Count up the lines of the data below that contain the string "shoe", then give only the total.

• _Recorded data_:
+-------+

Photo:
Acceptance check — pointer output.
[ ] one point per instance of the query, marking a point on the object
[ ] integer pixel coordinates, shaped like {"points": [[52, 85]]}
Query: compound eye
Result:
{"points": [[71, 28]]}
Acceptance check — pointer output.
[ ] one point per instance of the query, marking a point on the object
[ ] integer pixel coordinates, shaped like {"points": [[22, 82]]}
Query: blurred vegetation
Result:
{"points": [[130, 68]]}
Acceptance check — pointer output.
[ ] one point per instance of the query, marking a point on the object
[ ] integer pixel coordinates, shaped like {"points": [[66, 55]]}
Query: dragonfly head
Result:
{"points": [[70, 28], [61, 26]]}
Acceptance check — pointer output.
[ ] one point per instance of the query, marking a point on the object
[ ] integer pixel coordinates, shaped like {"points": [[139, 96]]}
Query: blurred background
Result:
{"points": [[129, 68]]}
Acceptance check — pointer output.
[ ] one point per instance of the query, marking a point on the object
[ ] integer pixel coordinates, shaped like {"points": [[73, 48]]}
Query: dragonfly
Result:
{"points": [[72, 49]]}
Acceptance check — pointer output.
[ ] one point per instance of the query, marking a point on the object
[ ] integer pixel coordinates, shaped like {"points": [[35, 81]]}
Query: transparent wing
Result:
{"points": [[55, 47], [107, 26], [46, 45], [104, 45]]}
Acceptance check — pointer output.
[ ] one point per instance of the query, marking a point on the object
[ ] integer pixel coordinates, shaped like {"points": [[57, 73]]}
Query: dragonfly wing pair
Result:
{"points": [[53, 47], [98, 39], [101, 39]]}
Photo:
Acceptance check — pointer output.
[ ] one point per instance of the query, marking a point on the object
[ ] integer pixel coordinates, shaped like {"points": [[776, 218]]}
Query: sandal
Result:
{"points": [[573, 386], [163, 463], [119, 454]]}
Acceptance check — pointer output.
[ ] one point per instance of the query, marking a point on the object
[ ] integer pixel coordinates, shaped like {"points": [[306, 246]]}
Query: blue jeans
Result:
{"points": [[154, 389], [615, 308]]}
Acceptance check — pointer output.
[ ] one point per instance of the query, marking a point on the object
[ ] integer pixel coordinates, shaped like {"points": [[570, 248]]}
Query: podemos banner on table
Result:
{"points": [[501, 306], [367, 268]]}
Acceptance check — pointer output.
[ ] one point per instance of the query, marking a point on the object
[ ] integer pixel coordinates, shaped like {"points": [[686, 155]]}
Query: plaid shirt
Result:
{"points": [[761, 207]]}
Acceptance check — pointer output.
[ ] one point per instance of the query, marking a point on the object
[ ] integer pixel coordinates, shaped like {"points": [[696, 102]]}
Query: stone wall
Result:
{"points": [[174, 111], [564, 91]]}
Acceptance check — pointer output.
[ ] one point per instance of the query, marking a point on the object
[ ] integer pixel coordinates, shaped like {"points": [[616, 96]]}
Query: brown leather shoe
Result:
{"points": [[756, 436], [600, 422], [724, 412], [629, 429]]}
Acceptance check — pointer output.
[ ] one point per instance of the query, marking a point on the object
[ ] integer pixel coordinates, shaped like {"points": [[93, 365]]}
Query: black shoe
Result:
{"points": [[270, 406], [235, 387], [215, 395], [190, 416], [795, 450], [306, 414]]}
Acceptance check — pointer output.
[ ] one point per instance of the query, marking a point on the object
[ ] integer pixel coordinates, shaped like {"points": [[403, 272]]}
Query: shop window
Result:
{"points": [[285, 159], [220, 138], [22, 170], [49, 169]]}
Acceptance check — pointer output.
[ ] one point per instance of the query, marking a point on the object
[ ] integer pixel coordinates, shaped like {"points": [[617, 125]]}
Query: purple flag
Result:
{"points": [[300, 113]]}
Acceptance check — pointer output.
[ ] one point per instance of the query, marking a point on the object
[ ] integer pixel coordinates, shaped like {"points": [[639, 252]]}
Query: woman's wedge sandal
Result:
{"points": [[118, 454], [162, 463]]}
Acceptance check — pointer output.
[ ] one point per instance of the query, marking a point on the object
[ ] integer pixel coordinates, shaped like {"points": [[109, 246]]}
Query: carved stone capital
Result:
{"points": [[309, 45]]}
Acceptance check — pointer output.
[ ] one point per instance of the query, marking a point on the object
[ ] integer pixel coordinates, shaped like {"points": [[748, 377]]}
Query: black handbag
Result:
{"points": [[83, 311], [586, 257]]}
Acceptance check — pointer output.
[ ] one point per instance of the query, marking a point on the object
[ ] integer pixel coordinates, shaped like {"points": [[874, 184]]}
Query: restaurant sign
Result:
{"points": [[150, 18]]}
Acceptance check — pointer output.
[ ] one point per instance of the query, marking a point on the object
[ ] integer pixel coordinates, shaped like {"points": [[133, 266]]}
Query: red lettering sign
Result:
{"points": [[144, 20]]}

+-------+

• _OUTPUT FOR THIS TASK_: 2